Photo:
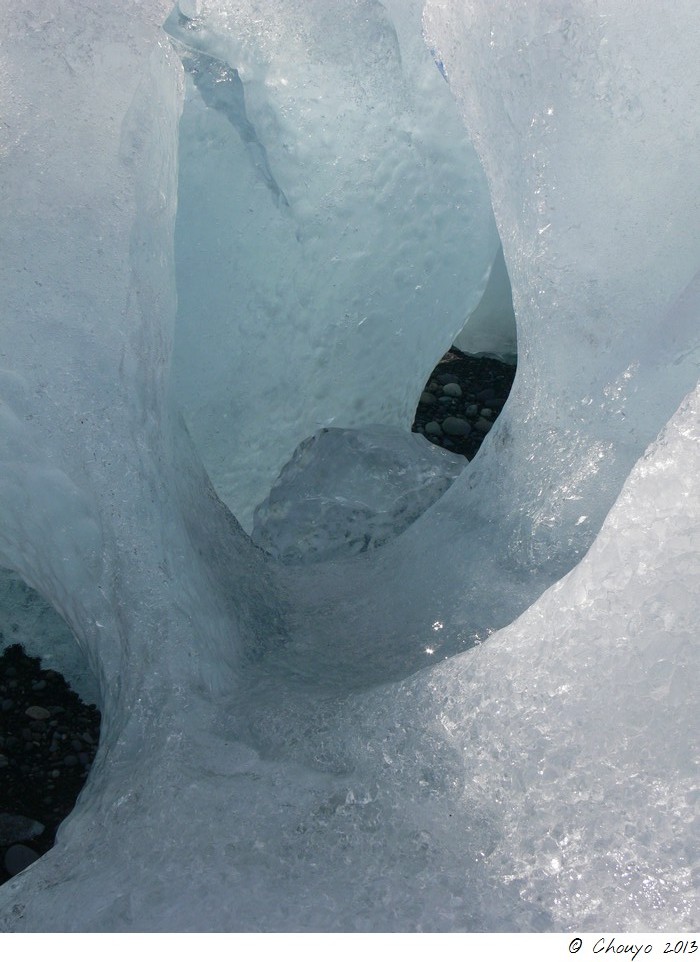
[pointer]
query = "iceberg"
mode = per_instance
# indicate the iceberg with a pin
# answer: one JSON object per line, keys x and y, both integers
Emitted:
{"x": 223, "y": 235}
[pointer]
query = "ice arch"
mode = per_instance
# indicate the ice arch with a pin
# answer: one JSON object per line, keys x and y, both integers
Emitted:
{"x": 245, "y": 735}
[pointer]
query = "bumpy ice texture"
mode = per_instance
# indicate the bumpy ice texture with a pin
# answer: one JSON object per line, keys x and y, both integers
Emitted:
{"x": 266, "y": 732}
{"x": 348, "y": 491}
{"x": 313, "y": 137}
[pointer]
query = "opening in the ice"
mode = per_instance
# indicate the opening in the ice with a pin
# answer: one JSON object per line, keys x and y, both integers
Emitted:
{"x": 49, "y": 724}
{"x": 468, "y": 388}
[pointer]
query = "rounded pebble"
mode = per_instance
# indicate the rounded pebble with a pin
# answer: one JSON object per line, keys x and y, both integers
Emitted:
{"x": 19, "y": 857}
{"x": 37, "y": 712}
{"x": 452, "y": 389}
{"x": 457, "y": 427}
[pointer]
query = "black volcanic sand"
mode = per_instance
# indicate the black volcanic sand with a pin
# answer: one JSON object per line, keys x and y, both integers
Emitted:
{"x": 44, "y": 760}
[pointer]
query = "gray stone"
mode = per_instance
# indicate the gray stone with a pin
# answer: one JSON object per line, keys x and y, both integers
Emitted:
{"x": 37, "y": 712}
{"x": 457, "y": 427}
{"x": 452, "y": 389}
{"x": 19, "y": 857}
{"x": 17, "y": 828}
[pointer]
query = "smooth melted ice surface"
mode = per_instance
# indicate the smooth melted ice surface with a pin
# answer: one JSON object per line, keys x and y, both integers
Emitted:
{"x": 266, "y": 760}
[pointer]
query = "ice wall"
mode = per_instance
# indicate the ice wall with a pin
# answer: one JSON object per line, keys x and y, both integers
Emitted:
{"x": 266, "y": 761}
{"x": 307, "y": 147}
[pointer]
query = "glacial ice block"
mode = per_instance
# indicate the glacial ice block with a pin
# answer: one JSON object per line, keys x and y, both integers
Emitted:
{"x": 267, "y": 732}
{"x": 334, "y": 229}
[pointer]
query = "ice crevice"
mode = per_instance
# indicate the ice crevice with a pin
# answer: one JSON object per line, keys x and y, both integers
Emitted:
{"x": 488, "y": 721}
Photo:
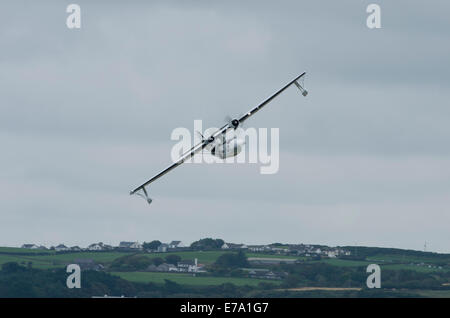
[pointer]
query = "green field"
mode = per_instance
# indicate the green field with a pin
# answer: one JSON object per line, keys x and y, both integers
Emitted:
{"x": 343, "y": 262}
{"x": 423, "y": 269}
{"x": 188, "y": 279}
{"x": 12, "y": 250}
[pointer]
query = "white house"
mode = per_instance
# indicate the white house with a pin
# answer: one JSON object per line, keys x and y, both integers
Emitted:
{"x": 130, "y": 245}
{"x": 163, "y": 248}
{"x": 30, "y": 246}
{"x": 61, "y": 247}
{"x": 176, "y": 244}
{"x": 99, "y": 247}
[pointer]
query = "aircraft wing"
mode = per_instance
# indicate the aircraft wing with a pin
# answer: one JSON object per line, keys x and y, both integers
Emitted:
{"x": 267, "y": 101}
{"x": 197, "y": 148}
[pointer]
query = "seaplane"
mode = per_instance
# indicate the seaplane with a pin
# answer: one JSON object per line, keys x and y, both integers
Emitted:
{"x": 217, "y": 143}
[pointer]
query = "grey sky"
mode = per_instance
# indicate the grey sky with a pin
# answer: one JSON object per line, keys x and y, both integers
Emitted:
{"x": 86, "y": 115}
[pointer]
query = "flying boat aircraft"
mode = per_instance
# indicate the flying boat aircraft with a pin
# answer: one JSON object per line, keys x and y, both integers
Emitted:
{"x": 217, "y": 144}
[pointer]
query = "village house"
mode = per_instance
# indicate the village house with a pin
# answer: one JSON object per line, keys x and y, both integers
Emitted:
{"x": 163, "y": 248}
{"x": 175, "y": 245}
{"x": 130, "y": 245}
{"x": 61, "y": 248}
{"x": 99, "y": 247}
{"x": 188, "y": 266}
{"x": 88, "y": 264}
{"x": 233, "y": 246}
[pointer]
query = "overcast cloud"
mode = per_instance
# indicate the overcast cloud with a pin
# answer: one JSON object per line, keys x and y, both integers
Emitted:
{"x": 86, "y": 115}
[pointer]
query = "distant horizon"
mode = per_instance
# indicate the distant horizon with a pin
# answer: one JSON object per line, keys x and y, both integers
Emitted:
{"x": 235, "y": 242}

Prompt ▸ Lines from the entries that contain the string "surface" must be found and copied.

Output of the exercise ▸
query = "smooth melted ice surface"
# indicate the smooth melted ice surface with a pin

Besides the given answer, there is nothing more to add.